**To be done:**
a) Answer these questions about the earnings call transcript:
(i) Besides organic growth, through what means is the company looking for growth on the aviation side?
(ii) Which caller does the operator name first?
(iii) Which business does David Elfenbein ask about?
b) Carry on the earnings call transcript from its last sentence.

I would point out that, in addition to the organic growth, we're continuing to actively look for potential growth in the aviation side of things through merger and acquisitions. So we'll continue actively working on that and hopefully, we can get something done on that front in the future.
Erica, let's go ahead and go to questions.
[Operator Instructions] Our first question comes from Edgar Arnold.
Really not a question, just a congratulations on another good quarter. And Craig covered the question I was going to ask about mergers and acquisitions and that was good since we're into a high spiritual time with basketball. That's all I'll say.
Thank you, Edgar. We appreciate all your support.
Our next question comes from David Elfenbein.
Question for you regarding the Avionics business, You guys had a press release earlier in the quarter or in the year talking about some restructuring going on out there. Can you talk a little bit about what we should expect the overall cost to be reduced by and how this ultimately makes the division look on a go forward?
I think, David, we're constantly and we've been actively, over the last few months, looking at how to make sure that if the revenues have declined, of how we make sure the costs stay in line with those revenues and in terms of reducing overhead. And you got 2 options, you can either have more sales and you can need to grow the expense side of it with the sales or you can, if they're flat or declining, you got to figure out how to operate it more efficiently. At this point, in terms of the exact numbers of what it's going to generate, I'm not 100% sure, but we are in the process of getting those lined up and we're very, very confident that we'll get that done here in the near future.

**Data excerpts:**
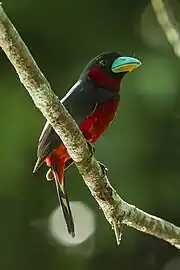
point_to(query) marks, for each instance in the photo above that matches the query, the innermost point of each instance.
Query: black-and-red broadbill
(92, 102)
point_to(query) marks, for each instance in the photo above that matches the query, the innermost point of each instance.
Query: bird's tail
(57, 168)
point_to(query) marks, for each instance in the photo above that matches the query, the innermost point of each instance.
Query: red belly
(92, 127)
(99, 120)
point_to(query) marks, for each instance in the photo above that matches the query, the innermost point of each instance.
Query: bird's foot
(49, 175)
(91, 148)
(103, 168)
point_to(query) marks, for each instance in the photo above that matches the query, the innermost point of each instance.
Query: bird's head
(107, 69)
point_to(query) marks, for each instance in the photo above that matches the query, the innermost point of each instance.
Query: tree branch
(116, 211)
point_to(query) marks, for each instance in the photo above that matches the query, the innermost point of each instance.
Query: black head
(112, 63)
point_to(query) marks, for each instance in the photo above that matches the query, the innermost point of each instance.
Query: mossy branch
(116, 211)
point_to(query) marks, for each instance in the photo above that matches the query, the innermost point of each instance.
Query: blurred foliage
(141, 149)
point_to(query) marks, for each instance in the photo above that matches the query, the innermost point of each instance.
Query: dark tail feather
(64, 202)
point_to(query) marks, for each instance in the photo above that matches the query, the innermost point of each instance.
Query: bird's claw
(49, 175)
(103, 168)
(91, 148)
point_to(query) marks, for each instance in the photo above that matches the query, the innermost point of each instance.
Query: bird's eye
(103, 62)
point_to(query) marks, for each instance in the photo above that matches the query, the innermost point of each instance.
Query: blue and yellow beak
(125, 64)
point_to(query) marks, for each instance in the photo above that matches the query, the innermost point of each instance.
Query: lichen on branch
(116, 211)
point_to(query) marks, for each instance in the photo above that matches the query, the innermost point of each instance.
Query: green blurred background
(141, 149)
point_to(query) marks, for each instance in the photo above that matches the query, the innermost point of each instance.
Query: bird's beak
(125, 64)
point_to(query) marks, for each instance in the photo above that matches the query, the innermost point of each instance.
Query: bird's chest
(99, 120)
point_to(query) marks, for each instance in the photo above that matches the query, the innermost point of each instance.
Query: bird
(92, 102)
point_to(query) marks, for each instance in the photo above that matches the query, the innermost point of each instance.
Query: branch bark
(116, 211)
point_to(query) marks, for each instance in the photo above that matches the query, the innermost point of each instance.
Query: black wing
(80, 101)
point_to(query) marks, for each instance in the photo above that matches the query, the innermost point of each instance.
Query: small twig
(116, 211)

...

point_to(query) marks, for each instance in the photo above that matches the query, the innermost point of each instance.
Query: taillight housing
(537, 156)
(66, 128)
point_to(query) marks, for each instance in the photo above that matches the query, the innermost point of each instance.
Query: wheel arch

**Answers to the tasks:**
a)
(i) Through mergers and acquisitions.
(ii) Edgar Arnold.
(iii) The Avionics business.

b)
Will you be able to shed some light on the ultimate cost savings as you move through the process?
Absolutely. And I -- as we get further into it and probably by the next conference call, we can talk a lot more about it.
Okay. Then just this one more follow-up. With regards to the lumpiness in the various businesses, it seems that in each of the past 4 quarters there's been 3 different divisions at different times that have basically taken away from the expectations of earnings, right? Probably, this quarter was the Modification business where the lumpiness took away basically a full $0.01 of expected earnings. Last quarter, it was the, I guess, something around maybe the casino or some legal issue. And then before that, it was the Avionics. What are you guys doing to try and make it so that we can have quarters in this company that aren't individually affected? So meaning, are you doing anything to restructure management in any way to try and make sure that these types of blowups don't happen on a recurring basis?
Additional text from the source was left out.